→ Instructions to follow
Collect every line of the listing below that contains the word "metal".
--- begin Material provided ---
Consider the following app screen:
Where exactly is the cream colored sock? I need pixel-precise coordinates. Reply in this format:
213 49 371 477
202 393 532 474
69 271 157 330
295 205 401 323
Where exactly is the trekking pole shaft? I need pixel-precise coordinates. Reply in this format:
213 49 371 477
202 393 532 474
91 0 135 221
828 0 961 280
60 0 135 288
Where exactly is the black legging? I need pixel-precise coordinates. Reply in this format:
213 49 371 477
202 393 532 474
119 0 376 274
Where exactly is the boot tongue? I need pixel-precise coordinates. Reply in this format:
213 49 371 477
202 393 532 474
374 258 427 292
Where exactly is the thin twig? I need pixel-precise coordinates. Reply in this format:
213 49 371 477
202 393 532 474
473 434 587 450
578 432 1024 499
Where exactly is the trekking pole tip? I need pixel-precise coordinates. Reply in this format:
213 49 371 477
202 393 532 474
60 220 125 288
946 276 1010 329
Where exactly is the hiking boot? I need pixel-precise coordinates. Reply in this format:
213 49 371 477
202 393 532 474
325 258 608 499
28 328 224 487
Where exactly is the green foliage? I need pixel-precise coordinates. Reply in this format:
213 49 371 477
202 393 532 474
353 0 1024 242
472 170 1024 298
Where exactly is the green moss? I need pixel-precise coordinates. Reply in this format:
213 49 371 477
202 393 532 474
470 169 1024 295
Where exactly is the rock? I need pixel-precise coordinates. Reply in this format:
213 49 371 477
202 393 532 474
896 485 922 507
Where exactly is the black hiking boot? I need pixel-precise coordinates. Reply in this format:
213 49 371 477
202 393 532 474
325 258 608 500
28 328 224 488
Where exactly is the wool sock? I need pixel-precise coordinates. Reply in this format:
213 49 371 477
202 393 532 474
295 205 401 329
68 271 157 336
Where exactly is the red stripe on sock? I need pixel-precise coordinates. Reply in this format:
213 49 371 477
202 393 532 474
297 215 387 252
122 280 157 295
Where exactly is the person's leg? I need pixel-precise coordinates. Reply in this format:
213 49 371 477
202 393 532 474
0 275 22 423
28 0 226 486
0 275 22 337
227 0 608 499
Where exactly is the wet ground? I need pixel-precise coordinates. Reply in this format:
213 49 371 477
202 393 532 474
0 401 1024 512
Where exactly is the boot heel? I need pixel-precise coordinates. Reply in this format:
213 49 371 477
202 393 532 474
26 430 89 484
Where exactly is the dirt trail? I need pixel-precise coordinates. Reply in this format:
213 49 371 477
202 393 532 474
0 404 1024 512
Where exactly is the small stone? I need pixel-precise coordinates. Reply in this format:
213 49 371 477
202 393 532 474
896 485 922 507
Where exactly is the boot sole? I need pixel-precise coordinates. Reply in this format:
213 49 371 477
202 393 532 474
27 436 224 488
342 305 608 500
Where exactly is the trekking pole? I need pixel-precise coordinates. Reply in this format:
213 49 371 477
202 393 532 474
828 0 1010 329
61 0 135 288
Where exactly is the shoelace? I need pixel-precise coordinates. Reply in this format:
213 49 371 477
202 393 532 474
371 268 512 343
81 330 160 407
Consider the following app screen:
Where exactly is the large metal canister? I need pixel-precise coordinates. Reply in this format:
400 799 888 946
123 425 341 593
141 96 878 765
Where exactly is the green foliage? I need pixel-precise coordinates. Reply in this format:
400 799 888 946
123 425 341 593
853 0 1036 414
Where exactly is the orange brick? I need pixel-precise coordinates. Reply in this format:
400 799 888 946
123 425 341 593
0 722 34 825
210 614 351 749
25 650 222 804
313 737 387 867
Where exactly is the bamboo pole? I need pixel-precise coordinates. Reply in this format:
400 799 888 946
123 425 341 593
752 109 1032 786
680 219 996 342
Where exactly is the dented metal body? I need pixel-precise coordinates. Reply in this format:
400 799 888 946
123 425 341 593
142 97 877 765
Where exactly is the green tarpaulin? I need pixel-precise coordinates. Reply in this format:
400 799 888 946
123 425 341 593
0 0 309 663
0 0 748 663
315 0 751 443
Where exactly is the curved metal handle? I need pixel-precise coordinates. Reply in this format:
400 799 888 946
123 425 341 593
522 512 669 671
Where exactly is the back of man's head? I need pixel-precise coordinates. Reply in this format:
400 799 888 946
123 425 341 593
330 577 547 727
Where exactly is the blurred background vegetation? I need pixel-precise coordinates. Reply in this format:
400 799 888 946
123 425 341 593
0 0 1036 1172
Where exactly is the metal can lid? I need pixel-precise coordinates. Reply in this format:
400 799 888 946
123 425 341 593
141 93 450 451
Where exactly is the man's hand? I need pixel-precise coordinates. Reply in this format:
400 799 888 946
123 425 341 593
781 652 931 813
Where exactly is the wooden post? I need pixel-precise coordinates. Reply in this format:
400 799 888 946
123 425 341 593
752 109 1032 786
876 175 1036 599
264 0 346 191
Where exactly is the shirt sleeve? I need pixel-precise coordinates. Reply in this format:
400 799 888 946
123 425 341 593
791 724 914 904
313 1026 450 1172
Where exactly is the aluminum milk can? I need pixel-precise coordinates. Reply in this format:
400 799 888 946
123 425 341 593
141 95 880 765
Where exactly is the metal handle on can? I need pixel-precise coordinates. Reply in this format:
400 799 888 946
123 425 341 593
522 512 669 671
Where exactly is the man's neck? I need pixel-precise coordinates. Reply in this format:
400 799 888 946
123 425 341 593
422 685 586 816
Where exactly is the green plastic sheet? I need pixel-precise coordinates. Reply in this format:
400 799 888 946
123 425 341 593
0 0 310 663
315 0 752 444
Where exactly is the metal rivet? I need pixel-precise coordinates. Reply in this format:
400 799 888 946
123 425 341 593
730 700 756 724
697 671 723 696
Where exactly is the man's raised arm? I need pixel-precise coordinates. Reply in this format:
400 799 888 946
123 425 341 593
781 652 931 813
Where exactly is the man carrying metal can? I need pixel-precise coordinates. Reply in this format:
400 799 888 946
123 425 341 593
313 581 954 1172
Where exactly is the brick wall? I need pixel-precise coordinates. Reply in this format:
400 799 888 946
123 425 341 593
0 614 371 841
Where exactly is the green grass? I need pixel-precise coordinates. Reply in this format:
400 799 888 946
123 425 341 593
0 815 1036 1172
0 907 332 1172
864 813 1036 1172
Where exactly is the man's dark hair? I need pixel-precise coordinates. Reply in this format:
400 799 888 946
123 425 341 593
--- end Material provided ---
→ Solution to the exercise
Where exactly is the large metal canister? I need pixel-precise coordinates. Reply in this format:
Where exactly is the dented metal body? I need pixel-precise coordinates. Reply in this format:
Where exactly is the curved metal handle? I need pixel-precise coordinates. Reply in this format:
Where exactly is the metal can lid? I need pixel-precise coordinates. Reply in this format:
Where exactly is the metal handle on can? I need pixel-precise coordinates. Reply in this format:
Where exactly is the metal rivet? I need pixel-precise coordinates. Reply in this format:
Where exactly is the man carrying metal can? I need pixel-precise coordinates. Reply in this format:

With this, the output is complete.